EXERCISE AIM:
Copy all lines holding the word "post" from the entries.

[Opening EXERCISE DATA section]

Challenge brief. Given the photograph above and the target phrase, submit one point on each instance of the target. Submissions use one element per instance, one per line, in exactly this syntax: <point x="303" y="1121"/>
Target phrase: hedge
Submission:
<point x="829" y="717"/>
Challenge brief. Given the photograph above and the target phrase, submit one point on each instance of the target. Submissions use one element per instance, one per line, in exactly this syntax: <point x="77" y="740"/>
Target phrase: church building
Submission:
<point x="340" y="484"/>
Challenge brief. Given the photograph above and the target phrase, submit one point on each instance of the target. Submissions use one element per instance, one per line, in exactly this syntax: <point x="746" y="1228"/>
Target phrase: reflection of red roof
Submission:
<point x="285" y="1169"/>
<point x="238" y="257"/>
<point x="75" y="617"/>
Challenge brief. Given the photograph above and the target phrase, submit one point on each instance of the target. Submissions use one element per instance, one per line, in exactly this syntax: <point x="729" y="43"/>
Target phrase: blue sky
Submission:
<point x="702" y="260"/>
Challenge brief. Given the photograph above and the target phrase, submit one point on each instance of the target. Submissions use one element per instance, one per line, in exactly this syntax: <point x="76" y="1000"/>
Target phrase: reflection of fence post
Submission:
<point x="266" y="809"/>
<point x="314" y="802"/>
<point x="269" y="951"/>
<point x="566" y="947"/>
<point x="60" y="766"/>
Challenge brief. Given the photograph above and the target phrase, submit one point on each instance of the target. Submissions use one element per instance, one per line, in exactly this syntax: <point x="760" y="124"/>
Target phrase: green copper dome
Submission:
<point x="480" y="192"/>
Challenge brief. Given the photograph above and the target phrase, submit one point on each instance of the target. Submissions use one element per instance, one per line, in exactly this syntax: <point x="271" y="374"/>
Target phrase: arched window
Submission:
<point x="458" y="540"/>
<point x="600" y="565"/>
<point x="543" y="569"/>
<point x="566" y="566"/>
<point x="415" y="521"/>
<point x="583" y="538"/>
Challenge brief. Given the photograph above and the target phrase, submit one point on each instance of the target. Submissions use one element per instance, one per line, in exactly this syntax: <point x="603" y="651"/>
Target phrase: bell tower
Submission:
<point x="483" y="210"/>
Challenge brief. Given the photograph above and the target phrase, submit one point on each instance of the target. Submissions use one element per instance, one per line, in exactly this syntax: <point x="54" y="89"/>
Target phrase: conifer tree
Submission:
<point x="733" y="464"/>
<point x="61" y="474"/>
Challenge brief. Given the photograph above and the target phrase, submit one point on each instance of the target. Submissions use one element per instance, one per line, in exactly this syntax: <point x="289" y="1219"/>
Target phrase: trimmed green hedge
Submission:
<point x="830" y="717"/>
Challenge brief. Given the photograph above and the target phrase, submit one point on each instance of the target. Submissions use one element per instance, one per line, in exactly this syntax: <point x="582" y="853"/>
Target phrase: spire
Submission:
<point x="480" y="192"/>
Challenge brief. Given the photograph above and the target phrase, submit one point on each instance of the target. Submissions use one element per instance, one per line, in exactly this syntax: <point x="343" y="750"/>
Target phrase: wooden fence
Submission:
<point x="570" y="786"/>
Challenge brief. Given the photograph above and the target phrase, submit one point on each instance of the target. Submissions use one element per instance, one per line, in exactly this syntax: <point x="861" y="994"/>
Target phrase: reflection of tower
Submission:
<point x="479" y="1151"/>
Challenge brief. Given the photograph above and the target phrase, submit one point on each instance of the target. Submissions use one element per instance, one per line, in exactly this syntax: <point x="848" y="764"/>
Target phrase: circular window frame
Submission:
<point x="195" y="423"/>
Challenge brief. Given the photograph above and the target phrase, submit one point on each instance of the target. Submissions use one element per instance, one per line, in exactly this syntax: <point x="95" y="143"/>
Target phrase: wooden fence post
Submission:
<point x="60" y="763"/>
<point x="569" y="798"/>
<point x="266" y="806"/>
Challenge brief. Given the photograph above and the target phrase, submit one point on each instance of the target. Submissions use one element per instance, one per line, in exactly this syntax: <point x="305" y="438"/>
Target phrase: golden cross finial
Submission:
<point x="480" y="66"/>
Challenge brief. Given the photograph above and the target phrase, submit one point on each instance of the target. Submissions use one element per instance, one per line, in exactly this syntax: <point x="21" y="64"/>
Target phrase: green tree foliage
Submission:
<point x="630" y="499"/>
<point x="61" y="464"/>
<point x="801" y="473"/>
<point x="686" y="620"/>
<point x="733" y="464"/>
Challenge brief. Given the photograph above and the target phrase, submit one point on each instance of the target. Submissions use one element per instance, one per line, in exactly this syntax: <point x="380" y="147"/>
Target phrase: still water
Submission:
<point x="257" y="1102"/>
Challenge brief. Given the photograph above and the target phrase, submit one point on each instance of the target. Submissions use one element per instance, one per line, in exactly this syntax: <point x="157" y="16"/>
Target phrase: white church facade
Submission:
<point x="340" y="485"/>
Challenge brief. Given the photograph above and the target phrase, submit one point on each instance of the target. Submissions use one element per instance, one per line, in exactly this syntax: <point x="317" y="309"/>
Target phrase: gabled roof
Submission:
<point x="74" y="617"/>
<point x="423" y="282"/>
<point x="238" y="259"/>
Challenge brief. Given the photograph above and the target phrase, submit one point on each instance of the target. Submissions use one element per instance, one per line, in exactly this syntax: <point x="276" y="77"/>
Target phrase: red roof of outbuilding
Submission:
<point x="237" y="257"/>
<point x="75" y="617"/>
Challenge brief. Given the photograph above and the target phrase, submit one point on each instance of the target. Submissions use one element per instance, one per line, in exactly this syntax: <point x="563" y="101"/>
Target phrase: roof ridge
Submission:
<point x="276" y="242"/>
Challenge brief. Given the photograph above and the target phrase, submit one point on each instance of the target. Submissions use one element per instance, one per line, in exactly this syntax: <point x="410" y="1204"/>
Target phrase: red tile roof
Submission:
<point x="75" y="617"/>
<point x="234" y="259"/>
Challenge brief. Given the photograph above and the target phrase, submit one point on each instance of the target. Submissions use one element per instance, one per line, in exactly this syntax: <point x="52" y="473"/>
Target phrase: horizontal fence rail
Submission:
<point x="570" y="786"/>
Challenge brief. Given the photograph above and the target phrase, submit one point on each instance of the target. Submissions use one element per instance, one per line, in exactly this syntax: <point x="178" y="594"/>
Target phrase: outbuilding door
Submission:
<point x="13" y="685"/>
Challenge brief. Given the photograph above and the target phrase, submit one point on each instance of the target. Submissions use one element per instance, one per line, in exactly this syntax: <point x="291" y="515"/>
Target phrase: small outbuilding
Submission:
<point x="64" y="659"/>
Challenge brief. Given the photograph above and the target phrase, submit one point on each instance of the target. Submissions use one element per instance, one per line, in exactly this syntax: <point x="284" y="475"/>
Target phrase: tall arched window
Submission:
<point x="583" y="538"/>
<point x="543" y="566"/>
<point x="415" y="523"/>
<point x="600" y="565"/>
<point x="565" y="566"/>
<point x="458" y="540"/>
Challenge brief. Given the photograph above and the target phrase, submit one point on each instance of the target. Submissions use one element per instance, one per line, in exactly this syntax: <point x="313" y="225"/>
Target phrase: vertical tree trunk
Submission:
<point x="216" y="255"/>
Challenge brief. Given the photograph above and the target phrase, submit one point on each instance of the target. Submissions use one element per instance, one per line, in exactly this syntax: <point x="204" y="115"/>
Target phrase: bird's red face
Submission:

[Closing EXERCISE DATA section]

EXERCISE ANSWER:
Target phrase: reflection of fence post
Target phrase: wooden fence post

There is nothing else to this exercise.